# Pinging while idling?/



## SuckiT (Jun 13, 2002)

Well recently ive been hearing a noise when I idle. It sounds like pinging but im not sure. Its definietly coming from the engine, and it sounds like rattling noise. But the thing is it goes away when I rev it. It also isnt constant either cause it will go away and can only be heard at times. Its just with this tank of gas, I hear it more often than Im comfortable with. I was curious if it was possible with no load. Or i might have a different problem like a spun bearing?? Do they sound a like? Any help would be great.


----------



## Guest (Aug 8, 2002)

How many miles on the engine and how often is the oil changed? And is it turbocharged? What octane fuel? It could be a bad chain tensioner, and or it could be a spun rod bearing. If the tensioner goes bad it can do two things, it can allow oil pressure to blow by which drops the pressure to the hydrolic valve adjusters "lifters". This causes a rattle up top at idle until the pressure is built up. Or it can allow the chain to slap at various times, particularly at idle. However, if the engine has some miles on it and did not have the oil changed properly than it might be a spun rod bearing.


----------



## SuckiT (Jun 13, 2002)

My engine has about 2k on it right now since the rebuild. It happens once in awhile but just very often with the last tank of gas I got. I went to change the plugs to the Iridiums and now it seems as if its gone, idle is better too but a little more backfiring. Im not sure if its the oil but I change it routinely at 1k. Thanks for the help btw and yes its turbo, with 93 octane.


----------



## Guest (Aug 9, 2002)

What gap do you run on your plugs? And what boost?


----------



## boost_boy (May 25, 2002)

I would check my timing chain tensioner! This can cause you to think you have something loose in the engine.


----------



## Guest (Sep 1, 2002)

A rod bearing gets louder by increasing your RPM. Is your timing advancted?


----------



## 95 SentraB13 (Jun 14, 2002)

It could also be worn timing chain guides. They are only made from plastic and do fail a lot. If the chain is lose it could cause the cam shafts and crankshaft to spin out of sync where the pistions could damage the engine which may also cause engine rattle.

I'd read this thread as well:

http://www.nissanforums.com/showthr...erpage=15&highlight=timing chain&pagenumber=2

This could be your problem or it could be something else. If it is the guides they need to be replaced quickly. This happened to my mother's car and basically the timing chain either broke or came off while also wearing a hole in the water pump resulting in $1400 CDN in damage.


----------

++++++++++++++++++++

--- Written request 1 ---
Retype the thread word for word, starting at "My engine has" and ending at "(Aug 9, 2002)".
The thread and the listing come from separate sources.

++++++++++++++++++++

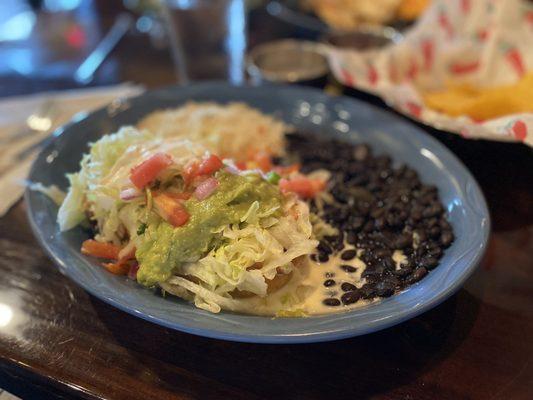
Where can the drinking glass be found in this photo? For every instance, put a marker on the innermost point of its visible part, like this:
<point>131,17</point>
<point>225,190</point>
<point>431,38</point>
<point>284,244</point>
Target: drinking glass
<point>207,38</point>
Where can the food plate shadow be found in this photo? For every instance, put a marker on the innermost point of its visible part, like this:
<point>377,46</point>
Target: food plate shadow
<point>349,368</point>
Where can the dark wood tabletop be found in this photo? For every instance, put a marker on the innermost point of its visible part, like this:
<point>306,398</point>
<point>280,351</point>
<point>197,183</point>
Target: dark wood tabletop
<point>63,343</point>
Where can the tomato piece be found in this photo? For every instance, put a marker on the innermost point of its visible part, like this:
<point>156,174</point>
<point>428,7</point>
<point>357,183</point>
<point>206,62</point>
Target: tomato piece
<point>118,268</point>
<point>191,171</point>
<point>147,171</point>
<point>241,165</point>
<point>179,196</point>
<point>171,210</point>
<point>286,170</point>
<point>210,165</point>
<point>93,248</point>
<point>304,187</point>
<point>263,161</point>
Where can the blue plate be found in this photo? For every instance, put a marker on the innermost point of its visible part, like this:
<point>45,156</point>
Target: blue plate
<point>308,109</point>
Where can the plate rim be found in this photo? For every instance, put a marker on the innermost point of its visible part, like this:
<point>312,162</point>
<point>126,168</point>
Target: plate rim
<point>280,338</point>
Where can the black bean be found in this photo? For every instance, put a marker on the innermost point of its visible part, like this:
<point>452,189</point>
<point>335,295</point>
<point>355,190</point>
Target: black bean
<point>322,257</point>
<point>373,271</point>
<point>329,282</point>
<point>378,207</point>
<point>445,225</point>
<point>361,152</point>
<point>346,287</point>
<point>417,275</point>
<point>382,253</point>
<point>377,212</point>
<point>332,302</point>
<point>324,248</point>
<point>416,214</point>
<point>446,238</point>
<point>379,223</point>
<point>351,297</point>
<point>356,223</point>
<point>428,262</point>
<point>388,264</point>
<point>432,211</point>
<point>410,174</point>
<point>422,235</point>
<point>385,288</point>
<point>434,232</point>
<point>435,251</point>
<point>351,237</point>
<point>431,223</point>
<point>403,271</point>
<point>369,227</point>
<point>348,254</point>
<point>348,268</point>
<point>403,241</point>
<point>367,291</point>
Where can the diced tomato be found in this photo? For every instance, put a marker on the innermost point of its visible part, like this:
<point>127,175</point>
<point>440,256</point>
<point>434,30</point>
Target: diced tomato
<point>100,250</point>
<point>147,171</point>
<point>132,273</point>
<point>179,196</point>
<point>171,210</point>
<point>241,165</point>
<point>210,165</point>
<point>304,187</point>
<point>206,188</point>
<point>286,170</point>
<point>191,171</point>
<point>263,161</point>
<point>118,268</point>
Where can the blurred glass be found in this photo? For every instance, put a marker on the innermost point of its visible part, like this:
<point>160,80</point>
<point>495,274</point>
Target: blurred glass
<point>207,38</point>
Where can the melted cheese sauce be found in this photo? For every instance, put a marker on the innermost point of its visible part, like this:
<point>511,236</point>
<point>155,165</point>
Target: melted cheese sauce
<point>305,292</point>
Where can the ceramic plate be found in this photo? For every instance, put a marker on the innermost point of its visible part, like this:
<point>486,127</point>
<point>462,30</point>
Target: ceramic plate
<point>308,109</point>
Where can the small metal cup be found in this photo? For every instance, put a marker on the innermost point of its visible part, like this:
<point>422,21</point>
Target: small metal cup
<point>288,61</point>
<point>364,38</point>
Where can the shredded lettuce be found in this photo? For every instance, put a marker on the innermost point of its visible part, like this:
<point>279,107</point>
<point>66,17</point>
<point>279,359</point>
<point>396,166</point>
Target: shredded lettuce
<point>249,255</point>
<point>87,193</point>
<point>71,212</point>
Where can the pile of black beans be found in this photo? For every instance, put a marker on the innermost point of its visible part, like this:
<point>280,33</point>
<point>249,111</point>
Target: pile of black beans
<point>378,208</point>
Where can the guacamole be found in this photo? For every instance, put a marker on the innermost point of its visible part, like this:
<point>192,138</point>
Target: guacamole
<point>163,247</point>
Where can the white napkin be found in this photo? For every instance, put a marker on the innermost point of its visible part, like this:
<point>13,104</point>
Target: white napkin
<point>13,114</point>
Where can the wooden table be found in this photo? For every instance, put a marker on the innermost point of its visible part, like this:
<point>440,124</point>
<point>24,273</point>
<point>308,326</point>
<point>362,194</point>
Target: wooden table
<point>63,343</point>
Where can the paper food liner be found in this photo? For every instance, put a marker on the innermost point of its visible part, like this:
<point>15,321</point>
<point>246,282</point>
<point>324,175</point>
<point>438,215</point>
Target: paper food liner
<point>480,42</point>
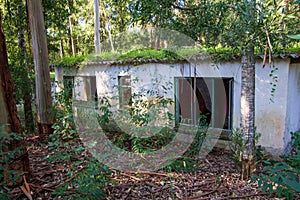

++++++++++++++++++++

--- Written request 2 ---
In the listing, rewrite the lines starting at the one containing "Where can the black" and ending at the one containing "<point>305,292</point>", with "marker" changed to "pin" and everything else left as is. Return only those lines.

--- Correct response 1 ---
My engine has about 2k on it right now since the rebuild. It happens once in awhile but just very often with the last tank of gas I got. I went to change the plugs to the Iridiums and now it seems as if its gone, idle is better too but a little more backfiring. Im not sure if its the oil but I change it routinely at 1k. Thanks for the help btw and yes its turbo, with 93 octane.


----------



## Guest (Aug 9, 2002)

--- Correct response 2 ---
Where can the black bean be found in this photo? For every instance, put a pin on the innermost point of its visible part, like this:
<point>452,189</point>
<point>335,295</point>
<point>355,190</point>
Target: black bean
<point>322,257</point>
<point>373,271</point>
<point>329,282</point>
<point>378,207</point>
<point>445,225</point>
<point>361,152</point>
<point>346,287</point>
<point>417,275</point>
<point>382,253</point>
<point>377,212</point>
<point>332,302</point>
<point>324,248</point>
<point>416,214</point>
<point>446,238</point>
<point>379,223</point>
<point>351,297</point>
<point>356,223</point>
<point>428,262</point>
<point>388,264</point>
<point>432,211</point>
<point>410,174</point>
<point>422,235</point>
<point>385,288</point>
<point>434,232</point>
<point>435,251</point>
<point>351,237</point>
<point>431,223</point>
<point>403,271</point>
<point>369,227</point>
<point>348,254</point>
<point>348,268</point>
<point>403,241</point>
<point>367,291</point>
Where can the diced tomato be found in this photo? For every instance, put a pin on the innermost point of its visible part, like this:
<point>127,175</point>
<point>440,256</point>
<point>434,30</point>
Target: diced tomato
<point>100,250</point>
<point>147,171</point>
<point>132,273</point>
<point>179,196</point>
<point>171,210</point>
<point>241,165</point>
<point>210,165</point>
<point>304,187</point>
<point>206,188</point>
<point>286,170</point>
<point>191,171</point>
<point>263,161</point>
<point>118,268</point>
Where can the blurred glass be found in this photo? For every instance, put a pin on the innermost point of its visible part, like this:
<point>160,80</point>
<point>495,274</point>
Target: blurred glass
<point>207,38</point>
Where can the melted cheese sauce be found in this photo? For every instance, put a pin on the innermost point of its visible part, like this:
<point>511,236</point>
<point>155,165</point>
Target: melted cheese sauce
<point>305,292</point>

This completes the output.